▸ Problema proposto A
Informe todas as linhas da listagem que contêm a palavra "nose", levando em conta a distinção entre maiúsculas e minúsculas.

─── Trecho selecionado ───

A descrição do poeta Goethe da
música de câmara como uma
"conversa", onde cada voz contribui para levar o argumento adiante, idealiza o que ele chama de
conversa; mas seria a melhor analogia para definir a performance
desses trios de seu maior contemporâneo.
Virtuoses da modéstia, expansivamente reservados, esses músicos tocaram Beethoven com a
malícia de Haydn e a naturalidade
de Mozart, devidamente homenageadas e destruídas pelo espírito de Beethoven.
Isso já podia ser escutado desde
o "Trio Opus 1, Número 1", que
abre modestamente a lista de
obras do compositor e abriu expansivamente o programa do
concerto.
Interpretado com enorme requinte pelo Beaux Arts, esse
"Trio", assim como o "Op. 11" e o
"Trio em Mi Bemol Maior WoO.
38", deixa-nos escutar a passagem
do classicismo a um outro estilo: o
classicismo beethoveniano, que já
é patrimônio do século seguinte.
Tocar nesse intervalo, entre o
classicismo e o romantismo, demanda façanhas de equilíbrio.
Mas ninguém parece habitar esse espaço com maior conforto do
que o pianista Menahen Pressler.
Ele comanda o grupo de dentro,
impondo sua personalidade musical com uma autoridade gratamente reconhecida até por músicos da personalidade de Antonio
Meneses (violoncelo) e Young
Uck Kim (violino).
Quase sem usar o pedal, frequentemente cortejando o limite
do silêncio, Pressler é um pianista
dos pianistas, imune a qualquer
pensamento que não seja da música, só da música e todo da música. Em sua estréia nacional como
integrante do trio, Antonio Meneses parecia ter internalizado as lições de Pressler, traduzindo a expressividade do violoncelo para
uma outra gama, diferente da habitual.

─── Dados armazenados ───

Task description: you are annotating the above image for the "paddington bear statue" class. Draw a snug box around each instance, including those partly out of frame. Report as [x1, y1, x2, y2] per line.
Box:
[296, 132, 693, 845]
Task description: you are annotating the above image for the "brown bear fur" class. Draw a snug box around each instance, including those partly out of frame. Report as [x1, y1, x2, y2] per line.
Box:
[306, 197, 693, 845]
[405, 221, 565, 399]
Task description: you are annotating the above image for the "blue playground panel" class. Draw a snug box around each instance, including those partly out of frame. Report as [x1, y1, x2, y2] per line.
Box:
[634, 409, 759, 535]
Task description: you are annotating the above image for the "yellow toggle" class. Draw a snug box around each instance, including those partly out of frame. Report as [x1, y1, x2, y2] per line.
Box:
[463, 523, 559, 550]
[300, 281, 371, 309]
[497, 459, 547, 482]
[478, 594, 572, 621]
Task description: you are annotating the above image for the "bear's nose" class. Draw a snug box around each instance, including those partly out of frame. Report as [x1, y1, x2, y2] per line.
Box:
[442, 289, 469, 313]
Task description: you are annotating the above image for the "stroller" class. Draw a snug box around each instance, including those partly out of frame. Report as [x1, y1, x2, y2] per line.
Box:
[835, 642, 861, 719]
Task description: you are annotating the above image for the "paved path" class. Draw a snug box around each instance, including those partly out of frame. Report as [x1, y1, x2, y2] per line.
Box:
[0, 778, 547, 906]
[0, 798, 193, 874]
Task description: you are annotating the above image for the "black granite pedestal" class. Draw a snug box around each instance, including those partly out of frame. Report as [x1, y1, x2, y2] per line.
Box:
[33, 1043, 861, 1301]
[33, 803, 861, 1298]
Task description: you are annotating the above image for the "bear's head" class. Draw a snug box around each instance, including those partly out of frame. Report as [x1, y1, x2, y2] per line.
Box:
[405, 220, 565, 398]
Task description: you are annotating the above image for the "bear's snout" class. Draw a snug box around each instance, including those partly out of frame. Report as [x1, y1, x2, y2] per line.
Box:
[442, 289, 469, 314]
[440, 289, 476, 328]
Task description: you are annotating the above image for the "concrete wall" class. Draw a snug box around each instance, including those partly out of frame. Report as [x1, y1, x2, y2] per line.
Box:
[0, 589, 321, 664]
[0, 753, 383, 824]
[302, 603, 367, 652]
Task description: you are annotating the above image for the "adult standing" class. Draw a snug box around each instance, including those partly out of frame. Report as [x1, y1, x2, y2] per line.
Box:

───

▸ Problema proposto B
Dê sequência à crítica sobre o concerto de trios de Beethoven, escrevendo a parte seguinte a partir da última frase apresentada.

▸ Resultado do exercício A
Task description: you are annotating the above image for the "bear's nose" class. Draw a snug box around each instance, including those partly out of frame. Report as [x1, y1, x2, y2] per line.

▸ Resultado do exercício B
Também o violinista coreano
Young Uck Kim soa de algum
modo, agora, uma criatura de
Pressler. Intérprete menos memorável que os outros dois, Kim
só se permitiu impor maior presença no primeiro bis, o "Allegro
com Brio" do "Trio" de Shostakovich (1906-75), que o Beaux Arts
tocou de forma eletrizante, entre
o arrojo e o desespero.
Mas o ponto alto para todos, incluindo o compositor, foi mesmo
o "Trio Op. 70/1". Melhor conhecido como "Fantasma" ("Geister") -por conta de uma suposta
música incidental para a cena das
feiticeiras de "Macbeth"-, o
"Trio" concentra as virtudes que
formariam a geração seguinte de
compositores, de Schubert a
Schumann e Berlioz -o Beethoven da última fase tem pouca influência sobre os românticos; é
mais uma referência para os modernos. Aqui se escuta a "alegria
serena, proveniente de um mundo desconhecido", de que falava
E. T. A. Hoffmann no início do século 19; e também outros humores e terrores, de mundos muito
conhecidos, que Beethoven atualiza para sempre e que o Beaux
Arts reatualizou, na linguagem
ideal da música.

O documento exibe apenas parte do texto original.